- What to produce -
Put the listing below into a JSON list of strings, one string per line, skipping blank lines and leaving out the pictures.

⟨

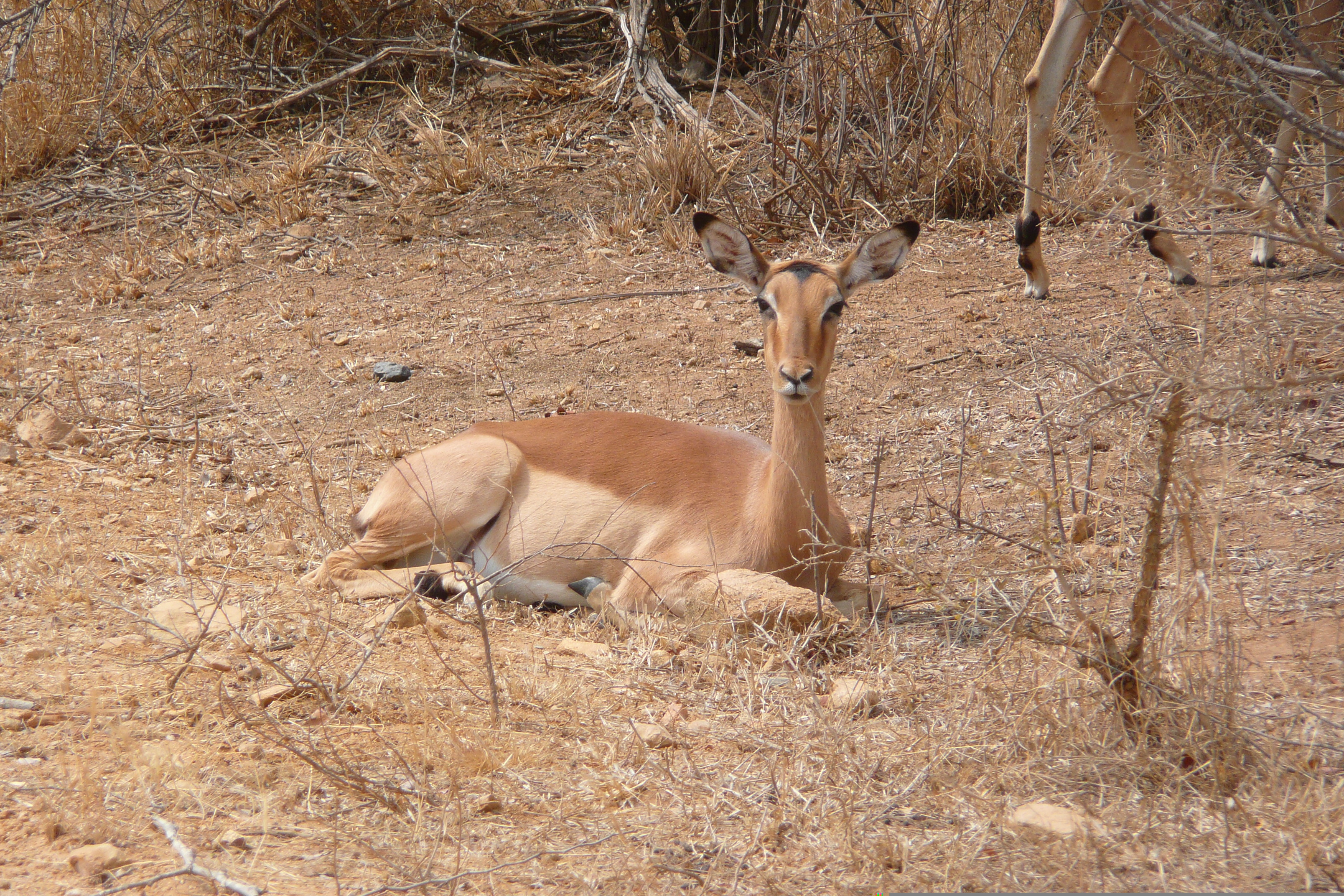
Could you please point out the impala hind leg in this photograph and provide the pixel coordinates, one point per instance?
(1116, 90)
(445, 499)
(1264, 250)
(1069, 30)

⟩

- Written reply -
[
  "Could you please point out the impala hind leg in this photograph and provide the pixel coordinates, one point per instance?",
  "(1116, 90)",
  "(445, 499)",
  "(1264, 250)",
  "(1069, 30)"
]